What is being asked: Can you output everything from the line containing "Pick out every instance of the ice" down to the end of the source data as a Markdown table, with a column n for the row number and a column Line for the line itself, leaving out any blank lines?

Source data
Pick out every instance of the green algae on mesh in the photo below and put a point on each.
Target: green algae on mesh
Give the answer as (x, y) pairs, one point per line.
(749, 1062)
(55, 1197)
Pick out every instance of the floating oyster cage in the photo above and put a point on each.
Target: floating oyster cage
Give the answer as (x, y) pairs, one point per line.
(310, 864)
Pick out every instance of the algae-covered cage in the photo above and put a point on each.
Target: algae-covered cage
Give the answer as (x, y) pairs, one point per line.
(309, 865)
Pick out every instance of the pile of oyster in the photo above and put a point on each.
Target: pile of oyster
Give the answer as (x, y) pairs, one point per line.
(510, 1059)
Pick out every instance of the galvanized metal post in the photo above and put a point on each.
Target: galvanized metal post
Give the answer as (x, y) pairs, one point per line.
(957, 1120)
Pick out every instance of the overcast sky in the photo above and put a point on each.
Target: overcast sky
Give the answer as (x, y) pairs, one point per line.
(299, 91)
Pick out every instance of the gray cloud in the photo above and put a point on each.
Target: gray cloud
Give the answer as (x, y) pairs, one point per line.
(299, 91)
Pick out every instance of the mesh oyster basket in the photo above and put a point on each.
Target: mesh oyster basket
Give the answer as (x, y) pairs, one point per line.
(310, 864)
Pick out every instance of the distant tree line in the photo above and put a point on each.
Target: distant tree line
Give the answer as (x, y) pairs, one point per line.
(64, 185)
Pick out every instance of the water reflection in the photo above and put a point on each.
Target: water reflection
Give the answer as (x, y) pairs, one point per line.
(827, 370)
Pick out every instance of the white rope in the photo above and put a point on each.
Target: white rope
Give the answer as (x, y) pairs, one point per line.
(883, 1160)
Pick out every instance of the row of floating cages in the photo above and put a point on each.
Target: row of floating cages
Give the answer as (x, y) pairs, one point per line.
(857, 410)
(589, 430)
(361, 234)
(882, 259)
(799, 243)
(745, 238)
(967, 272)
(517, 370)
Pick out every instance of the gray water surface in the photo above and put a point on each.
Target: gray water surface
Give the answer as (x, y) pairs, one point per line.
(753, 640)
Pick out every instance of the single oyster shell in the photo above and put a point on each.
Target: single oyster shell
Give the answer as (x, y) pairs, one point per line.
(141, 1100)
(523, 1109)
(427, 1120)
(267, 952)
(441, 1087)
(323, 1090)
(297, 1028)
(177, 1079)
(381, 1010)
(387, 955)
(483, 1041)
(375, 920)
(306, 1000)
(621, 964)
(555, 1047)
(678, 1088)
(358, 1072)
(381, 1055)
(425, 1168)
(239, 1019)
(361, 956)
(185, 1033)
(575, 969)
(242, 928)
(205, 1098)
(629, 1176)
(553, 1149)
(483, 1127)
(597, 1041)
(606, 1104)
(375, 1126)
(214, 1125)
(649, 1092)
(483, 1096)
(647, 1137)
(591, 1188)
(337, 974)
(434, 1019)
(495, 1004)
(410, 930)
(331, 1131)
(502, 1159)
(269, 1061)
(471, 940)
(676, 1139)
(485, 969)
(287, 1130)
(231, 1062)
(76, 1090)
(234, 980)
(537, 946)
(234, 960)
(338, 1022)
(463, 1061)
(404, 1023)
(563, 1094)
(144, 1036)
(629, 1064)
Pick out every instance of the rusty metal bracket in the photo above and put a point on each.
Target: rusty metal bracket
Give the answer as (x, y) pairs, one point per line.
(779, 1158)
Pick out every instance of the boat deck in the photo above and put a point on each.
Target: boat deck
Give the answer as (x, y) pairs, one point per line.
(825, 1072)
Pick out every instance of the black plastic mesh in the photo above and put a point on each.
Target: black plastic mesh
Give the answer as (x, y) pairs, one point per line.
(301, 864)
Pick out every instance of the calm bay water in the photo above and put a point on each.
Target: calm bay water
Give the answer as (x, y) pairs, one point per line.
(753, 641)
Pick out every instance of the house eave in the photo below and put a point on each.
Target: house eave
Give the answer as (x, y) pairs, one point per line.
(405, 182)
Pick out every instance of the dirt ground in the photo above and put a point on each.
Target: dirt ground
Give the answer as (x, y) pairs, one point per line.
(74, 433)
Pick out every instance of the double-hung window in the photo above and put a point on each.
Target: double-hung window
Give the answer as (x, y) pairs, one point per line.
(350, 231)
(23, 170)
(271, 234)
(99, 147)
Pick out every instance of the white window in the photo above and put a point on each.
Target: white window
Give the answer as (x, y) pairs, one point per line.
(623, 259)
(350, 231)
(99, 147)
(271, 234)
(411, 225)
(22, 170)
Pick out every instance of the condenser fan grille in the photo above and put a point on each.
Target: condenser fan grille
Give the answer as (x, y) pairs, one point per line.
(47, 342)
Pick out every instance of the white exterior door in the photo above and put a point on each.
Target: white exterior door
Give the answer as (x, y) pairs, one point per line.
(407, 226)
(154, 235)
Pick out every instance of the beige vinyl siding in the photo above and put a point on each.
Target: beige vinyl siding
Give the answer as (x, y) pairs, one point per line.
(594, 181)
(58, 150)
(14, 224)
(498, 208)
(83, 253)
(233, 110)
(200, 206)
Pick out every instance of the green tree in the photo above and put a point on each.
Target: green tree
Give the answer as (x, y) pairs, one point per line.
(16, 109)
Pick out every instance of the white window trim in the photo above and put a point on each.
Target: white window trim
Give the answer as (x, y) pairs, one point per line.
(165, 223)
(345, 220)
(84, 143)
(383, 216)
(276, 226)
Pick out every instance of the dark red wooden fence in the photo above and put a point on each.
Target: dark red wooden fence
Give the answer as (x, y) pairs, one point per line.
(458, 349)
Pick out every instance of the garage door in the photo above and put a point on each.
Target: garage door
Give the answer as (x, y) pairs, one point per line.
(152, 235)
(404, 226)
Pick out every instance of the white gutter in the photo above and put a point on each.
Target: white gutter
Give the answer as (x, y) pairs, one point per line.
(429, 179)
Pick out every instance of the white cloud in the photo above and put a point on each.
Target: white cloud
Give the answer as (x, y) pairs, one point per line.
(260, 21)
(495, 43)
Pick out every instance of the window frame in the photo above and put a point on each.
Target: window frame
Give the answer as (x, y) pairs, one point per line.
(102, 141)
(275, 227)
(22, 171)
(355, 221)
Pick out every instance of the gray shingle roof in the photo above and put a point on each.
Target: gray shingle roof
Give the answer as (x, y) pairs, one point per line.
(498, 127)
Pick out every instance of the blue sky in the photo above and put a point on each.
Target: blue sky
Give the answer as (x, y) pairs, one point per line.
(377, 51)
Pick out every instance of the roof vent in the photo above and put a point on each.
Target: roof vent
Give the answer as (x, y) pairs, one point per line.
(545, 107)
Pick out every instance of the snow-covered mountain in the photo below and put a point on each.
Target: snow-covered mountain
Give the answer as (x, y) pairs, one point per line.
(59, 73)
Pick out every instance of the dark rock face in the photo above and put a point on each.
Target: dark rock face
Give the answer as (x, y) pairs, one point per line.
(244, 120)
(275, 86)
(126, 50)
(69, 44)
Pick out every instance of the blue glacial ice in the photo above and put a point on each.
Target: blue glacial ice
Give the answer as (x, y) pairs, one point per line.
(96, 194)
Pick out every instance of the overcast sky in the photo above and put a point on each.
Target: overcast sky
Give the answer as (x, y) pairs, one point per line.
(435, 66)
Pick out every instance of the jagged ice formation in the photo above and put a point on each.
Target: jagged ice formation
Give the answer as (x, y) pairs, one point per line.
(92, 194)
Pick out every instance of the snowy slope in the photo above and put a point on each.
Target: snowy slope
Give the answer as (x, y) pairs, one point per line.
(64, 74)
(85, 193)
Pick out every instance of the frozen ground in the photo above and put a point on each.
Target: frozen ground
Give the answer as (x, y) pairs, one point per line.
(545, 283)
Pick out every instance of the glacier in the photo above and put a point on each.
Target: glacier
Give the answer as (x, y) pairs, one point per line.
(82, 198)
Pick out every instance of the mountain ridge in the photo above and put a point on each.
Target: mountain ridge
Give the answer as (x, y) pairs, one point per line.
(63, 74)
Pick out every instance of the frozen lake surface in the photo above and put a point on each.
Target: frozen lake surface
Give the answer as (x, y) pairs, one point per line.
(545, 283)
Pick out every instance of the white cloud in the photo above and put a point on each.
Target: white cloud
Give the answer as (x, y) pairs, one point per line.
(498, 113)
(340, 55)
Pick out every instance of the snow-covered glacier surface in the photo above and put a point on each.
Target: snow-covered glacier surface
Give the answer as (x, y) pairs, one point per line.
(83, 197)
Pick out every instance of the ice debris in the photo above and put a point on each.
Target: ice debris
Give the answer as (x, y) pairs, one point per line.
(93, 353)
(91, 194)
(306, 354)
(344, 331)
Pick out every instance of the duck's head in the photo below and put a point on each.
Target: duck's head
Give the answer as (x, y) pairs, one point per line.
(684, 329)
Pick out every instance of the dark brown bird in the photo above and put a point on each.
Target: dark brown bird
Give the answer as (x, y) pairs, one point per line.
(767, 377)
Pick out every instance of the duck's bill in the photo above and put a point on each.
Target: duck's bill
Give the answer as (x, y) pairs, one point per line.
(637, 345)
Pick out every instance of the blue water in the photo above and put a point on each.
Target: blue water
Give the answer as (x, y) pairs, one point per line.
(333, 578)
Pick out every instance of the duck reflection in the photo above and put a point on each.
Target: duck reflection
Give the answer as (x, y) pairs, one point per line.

Exercise response:
| n | Line |
|---|---|
| 1 | Pick out every instance of the ice debris in the photo above and put a point on each. |
| 2 | Target: ice debris |
| 3 | Give the answer as (x, y) pairs, one point per line. |
| 4 | (93, 353) |
| 5 | (91, 194) |
| 6 | (306, 354) |
| 7 | (344, 331) |
| 8 | Pick out every instance of the duck's head in the photo below and put a point on each. |
| 9 | Target: duck's head |
| 10 | Give the answer as (x, y) pairs, one point per line. |
| 11 | (684, 329) |
| 12 | Pick out every instance of the dark brown bird in the photo above and put a point on each. |
| 13 | Target: dark brown bird |
| 14 | Give the answer as (x, y) pairs, one point per line. |
| 15 | (767, 377) |
| 16 | Pick out every instance of the duck's bill in the photo above and put a point on each. |
| 17 | Target: duck's bill |
| 18 | Give the answer as (x, y) pairs, one point per line. |
| 19 | (637, 345) |
| 20 | Pick out every instance of the blue water in the photo above and put a point on each. |
| 21 | Target: blue water |
| 22 | Give the answer as (x, y) pairs, one point per line. |
| 23 | (333, 578) |
| 24 | Pick out every instance of the duck reflection in the photo above and put a point on each. |
| 25 | Target: duck reflection |
| 26 | Give the answer as (x, y) pairs, one point per line. |